■ **Excerpted passage**:
The robot: Whirl-A-Carbon builds organic molecules out of styrofoam balls with steel tacks stuck into them
and magnets. The total amount of steel tacks I used for this project is 4 oz., which I find quite
comical because I can't think of anything better to do with 4 oz. steel tacks than exactly what I did with them
for this project.
The styrofoam balls represent carbon atoms with the correct amount of invisible hydrogens for each
model built. I chose the balls to represent carbons because I am currently in the middle of two consecutive
semesters of organic chemistry, so I am learning to love carbons and carbon chains. I am also a chemistry major
(and music minor), though I am not pre-med.
The saga: My original idea was to build a robot that could make organic molecules out of marshmallows and
toothpicks. However, this was not possible for me. Here are some photos of two parts of this prototype, the
toothpick thruster and the marshmallow conveyour belt.

■ **Directives**:
1/ Can you sum up the Whirl-A-Carbon robot write-up in two sentences?
2/ Could you write what comes next in the Whirl-A-Carbon robot write-up, picking up after its final sentence?
None of the data that comes next matters for this work.

■ **Data records**:
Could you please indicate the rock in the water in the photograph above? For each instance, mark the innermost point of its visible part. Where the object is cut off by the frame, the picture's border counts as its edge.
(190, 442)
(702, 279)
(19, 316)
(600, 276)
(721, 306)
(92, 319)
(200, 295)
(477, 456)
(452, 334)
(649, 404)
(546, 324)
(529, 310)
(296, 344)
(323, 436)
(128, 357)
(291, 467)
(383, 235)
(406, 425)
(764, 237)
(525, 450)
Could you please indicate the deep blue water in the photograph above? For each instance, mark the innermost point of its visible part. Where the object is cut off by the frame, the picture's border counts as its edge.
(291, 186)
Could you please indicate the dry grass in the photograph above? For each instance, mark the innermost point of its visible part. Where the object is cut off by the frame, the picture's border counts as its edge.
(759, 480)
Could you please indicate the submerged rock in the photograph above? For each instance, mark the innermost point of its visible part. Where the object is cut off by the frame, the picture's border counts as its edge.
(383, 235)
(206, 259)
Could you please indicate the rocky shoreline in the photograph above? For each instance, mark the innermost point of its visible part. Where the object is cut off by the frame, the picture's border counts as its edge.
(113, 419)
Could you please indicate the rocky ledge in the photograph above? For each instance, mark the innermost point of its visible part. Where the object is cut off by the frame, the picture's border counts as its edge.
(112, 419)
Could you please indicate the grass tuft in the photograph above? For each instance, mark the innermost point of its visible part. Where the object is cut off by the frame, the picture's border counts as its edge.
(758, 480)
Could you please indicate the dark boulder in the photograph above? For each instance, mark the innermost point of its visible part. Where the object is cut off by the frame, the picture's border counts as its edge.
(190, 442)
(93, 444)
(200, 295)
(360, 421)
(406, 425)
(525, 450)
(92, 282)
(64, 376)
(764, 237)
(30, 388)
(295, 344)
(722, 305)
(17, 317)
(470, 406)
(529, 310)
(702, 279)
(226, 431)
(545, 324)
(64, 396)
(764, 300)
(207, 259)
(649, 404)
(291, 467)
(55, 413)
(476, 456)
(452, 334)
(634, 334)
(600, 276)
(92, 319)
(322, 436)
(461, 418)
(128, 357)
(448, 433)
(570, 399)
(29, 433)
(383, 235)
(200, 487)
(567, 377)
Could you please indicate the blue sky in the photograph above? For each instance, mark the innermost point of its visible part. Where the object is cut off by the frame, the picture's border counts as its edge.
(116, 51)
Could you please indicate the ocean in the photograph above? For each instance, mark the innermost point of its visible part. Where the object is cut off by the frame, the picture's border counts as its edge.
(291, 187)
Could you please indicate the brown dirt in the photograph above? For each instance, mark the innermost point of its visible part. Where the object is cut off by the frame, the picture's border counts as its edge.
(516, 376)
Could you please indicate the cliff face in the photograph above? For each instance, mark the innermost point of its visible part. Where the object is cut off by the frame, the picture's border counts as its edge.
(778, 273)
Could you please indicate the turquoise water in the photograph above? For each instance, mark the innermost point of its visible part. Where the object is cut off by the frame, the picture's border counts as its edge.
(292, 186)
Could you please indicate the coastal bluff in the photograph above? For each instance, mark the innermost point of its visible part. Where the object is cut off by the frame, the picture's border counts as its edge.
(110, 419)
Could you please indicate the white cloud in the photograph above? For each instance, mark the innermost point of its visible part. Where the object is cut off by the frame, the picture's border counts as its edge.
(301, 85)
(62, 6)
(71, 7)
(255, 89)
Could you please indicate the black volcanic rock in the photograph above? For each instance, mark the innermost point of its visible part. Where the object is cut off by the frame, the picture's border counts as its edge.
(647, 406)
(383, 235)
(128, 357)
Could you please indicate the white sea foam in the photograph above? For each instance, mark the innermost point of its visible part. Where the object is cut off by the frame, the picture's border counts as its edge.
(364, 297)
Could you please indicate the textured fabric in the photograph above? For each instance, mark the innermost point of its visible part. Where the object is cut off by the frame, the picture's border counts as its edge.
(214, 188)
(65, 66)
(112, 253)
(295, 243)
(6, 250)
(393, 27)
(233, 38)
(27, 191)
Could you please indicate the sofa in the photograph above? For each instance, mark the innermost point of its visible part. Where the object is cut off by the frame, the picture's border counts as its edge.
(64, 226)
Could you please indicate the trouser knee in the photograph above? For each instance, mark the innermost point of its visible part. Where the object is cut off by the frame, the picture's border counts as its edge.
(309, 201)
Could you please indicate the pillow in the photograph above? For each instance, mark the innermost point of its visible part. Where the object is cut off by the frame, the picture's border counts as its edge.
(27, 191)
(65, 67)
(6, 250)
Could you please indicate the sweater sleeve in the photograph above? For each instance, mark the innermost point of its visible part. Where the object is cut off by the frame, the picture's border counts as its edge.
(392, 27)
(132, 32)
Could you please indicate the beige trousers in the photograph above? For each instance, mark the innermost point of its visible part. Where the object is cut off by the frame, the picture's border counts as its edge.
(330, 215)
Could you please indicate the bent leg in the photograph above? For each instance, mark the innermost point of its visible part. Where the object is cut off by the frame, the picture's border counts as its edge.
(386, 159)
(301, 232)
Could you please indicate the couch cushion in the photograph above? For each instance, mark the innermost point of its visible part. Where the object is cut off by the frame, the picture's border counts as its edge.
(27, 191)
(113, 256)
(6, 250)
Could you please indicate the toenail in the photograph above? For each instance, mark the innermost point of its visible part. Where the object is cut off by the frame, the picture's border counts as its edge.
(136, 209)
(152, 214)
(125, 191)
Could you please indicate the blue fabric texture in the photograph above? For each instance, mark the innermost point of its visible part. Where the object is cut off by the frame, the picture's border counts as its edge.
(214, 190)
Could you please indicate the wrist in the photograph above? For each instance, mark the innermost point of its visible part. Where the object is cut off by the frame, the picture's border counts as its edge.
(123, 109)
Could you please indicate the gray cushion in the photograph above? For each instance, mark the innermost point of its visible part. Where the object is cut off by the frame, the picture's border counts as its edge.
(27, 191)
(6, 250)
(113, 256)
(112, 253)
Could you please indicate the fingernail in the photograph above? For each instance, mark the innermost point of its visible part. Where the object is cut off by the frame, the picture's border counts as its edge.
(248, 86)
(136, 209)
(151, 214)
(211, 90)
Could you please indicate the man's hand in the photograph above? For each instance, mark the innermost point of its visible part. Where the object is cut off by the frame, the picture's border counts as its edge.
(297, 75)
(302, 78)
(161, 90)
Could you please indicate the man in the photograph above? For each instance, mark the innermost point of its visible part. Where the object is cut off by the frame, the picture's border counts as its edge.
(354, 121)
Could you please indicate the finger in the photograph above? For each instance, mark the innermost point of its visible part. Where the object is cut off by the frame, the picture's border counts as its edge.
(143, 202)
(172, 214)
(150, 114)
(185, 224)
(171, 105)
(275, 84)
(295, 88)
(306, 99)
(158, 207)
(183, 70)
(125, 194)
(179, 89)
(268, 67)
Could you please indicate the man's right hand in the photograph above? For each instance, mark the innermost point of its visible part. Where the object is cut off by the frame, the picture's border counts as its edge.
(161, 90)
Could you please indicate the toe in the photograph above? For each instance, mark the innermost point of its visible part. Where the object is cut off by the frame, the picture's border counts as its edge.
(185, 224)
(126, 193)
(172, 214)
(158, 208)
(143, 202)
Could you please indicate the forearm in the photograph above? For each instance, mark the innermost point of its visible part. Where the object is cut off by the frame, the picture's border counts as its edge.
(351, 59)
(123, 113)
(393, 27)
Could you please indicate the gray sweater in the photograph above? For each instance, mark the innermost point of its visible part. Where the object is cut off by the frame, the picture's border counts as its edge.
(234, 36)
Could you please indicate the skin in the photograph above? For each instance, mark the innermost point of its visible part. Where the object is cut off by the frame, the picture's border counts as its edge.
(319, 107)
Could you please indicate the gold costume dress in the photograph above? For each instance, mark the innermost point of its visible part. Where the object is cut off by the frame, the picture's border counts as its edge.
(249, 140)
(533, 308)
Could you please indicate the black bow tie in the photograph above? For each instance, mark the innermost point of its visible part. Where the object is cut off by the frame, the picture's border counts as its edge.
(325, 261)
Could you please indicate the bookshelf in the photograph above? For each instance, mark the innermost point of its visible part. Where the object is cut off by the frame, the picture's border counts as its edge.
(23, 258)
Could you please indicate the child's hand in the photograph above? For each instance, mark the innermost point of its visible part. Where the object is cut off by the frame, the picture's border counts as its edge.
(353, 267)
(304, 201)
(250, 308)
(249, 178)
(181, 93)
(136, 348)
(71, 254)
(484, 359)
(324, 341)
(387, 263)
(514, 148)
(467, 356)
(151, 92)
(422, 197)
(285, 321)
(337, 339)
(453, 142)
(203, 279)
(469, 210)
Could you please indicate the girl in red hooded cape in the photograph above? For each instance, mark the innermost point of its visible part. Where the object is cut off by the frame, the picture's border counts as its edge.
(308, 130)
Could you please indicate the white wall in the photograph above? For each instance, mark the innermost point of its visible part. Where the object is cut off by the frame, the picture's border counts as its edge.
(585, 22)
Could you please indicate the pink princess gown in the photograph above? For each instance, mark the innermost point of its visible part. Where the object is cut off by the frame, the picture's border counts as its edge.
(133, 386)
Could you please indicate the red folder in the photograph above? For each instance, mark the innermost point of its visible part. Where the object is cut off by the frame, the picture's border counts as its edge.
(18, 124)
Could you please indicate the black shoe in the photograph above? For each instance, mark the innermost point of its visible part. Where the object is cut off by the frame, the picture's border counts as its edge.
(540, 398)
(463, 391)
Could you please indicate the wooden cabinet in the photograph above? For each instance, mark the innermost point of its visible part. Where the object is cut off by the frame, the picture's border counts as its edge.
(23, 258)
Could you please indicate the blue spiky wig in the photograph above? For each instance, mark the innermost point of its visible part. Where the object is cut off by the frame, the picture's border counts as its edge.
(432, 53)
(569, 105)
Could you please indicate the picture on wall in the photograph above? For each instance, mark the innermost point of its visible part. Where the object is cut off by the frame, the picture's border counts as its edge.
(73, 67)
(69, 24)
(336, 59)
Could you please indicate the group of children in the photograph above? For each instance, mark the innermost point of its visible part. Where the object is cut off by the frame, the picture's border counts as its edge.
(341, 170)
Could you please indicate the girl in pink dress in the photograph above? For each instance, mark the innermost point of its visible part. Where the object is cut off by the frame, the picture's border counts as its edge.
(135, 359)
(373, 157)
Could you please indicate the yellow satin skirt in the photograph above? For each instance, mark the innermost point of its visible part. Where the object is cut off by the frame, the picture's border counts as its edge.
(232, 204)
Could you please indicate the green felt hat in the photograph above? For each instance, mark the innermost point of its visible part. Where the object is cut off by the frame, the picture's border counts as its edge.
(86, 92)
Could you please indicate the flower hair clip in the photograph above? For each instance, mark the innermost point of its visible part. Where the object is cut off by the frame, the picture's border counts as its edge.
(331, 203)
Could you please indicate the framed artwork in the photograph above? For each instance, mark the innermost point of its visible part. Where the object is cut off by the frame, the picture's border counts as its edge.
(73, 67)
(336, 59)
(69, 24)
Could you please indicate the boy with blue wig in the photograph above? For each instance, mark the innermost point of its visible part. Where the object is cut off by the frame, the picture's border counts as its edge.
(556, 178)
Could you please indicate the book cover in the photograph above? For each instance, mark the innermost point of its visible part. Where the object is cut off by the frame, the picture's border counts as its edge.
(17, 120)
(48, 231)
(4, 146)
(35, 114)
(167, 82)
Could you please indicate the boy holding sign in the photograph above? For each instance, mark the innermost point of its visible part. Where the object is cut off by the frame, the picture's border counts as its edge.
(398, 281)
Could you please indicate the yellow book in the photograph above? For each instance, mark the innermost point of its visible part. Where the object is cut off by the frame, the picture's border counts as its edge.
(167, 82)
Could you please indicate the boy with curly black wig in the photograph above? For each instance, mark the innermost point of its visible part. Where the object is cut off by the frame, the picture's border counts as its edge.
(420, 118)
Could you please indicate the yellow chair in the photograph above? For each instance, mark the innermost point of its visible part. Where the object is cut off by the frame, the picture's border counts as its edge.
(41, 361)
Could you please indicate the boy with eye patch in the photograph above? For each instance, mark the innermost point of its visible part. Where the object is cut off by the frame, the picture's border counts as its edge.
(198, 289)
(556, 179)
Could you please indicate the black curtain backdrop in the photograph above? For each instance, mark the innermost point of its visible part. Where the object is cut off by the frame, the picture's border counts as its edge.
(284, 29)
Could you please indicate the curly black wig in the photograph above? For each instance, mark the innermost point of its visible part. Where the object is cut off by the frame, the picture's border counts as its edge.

■ **Task responses**:
1/ Whirl-A-Carbon is a robot that builds organic molecules from styrofoam balls, steel tacks, and magnets, with the balls standing for carbon atoms that carry the right number of invisible hydrogens. The builder, a chemistry major in the middle of two consecutive semesters of organic chemistry, chose balls as carbons for that reason, and an earlier idea of building molecules from marshmallows and toothpicks turned out not to be possible.

2/
(I have to admit, watching the marshmallows float down the conveyour belt and drop into the little compartment was fun... just the idea of candy on a conveyour belt, to me, is cute.) Unfortunately, the toothpick thruster did not have enough thrust to pierce the marshmallows.
On to the next idea... Two turning wheels (either vertical or horizontal) which hold and mesh styrofoam balls of 1.5" diameter. These balls started out with velcro strips glued to them. However, I encountered quite a few glitches with this prototype.
I tried to have the balls held onto the wheels by small velcro circles, but these held the balls too tightly. When the balls were supposed to come off of the wheels, they would not. I built a spatula contraption to try and scrape the balls off of the velcro, but this spatula contraption worked miserably. I tried to make holders for the balls out of cups, but to no avail. The balls in cups were too far apart to stick together with velcro.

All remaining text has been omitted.